**MATERIAL FOR THIS EXERCISE:**
◇ ◇ ◇ ◇

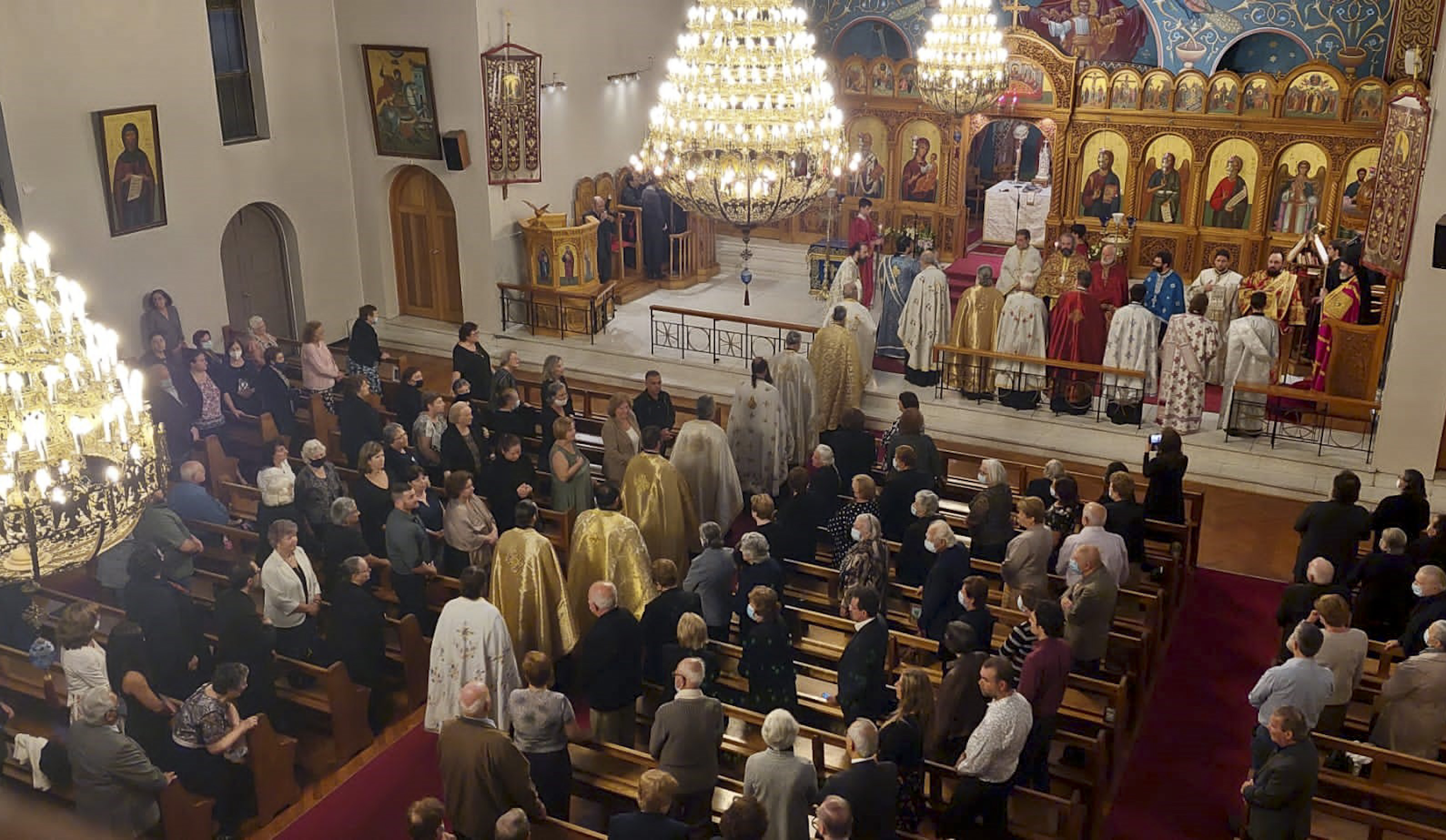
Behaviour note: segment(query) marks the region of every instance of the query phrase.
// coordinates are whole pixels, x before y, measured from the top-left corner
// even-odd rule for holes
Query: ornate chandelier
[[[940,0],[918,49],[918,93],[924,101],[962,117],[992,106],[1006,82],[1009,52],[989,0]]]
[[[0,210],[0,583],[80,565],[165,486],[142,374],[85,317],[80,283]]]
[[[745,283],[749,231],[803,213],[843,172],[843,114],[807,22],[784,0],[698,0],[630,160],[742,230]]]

◇ ◇ ◇ ◇

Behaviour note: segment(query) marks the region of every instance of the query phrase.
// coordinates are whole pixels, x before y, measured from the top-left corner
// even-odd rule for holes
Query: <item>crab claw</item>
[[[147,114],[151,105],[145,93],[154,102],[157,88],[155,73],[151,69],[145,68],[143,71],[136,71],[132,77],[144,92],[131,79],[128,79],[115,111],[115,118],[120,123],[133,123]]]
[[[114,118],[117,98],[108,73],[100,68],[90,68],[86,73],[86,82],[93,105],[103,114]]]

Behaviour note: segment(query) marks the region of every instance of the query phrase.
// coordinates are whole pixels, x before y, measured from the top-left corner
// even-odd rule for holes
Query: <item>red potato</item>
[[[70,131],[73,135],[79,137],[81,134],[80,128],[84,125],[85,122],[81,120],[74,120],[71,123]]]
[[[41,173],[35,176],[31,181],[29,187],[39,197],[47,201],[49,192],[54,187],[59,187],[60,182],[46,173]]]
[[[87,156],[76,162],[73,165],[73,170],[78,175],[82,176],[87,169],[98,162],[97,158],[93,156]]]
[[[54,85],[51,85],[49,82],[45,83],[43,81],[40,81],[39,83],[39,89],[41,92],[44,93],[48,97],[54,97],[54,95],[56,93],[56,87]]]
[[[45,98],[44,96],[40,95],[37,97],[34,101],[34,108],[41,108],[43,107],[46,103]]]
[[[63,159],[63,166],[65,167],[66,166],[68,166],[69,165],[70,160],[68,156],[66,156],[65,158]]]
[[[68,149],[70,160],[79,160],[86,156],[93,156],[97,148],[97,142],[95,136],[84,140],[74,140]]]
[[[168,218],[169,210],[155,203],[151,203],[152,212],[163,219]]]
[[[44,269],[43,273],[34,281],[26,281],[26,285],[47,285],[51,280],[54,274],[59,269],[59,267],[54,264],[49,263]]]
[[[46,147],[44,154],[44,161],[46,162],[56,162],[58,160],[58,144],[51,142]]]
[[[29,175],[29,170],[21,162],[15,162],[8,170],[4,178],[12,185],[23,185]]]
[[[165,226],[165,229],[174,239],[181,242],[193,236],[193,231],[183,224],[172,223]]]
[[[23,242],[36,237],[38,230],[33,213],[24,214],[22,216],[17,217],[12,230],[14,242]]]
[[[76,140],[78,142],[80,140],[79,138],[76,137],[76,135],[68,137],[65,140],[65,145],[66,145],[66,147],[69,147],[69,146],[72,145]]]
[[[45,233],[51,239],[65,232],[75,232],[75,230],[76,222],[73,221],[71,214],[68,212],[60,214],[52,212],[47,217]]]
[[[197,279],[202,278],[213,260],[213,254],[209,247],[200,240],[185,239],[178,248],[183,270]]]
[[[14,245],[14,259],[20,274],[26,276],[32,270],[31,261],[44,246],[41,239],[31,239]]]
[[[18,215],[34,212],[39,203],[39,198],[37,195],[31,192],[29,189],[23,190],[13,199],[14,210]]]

◇ ◇ ◇ ◇

**TASK OBJECTIVE:** Please count how many lines of the records above contain the string "item", with case mattering, and give only that number.

**RESPONSE TO THE EXERCISE:** 2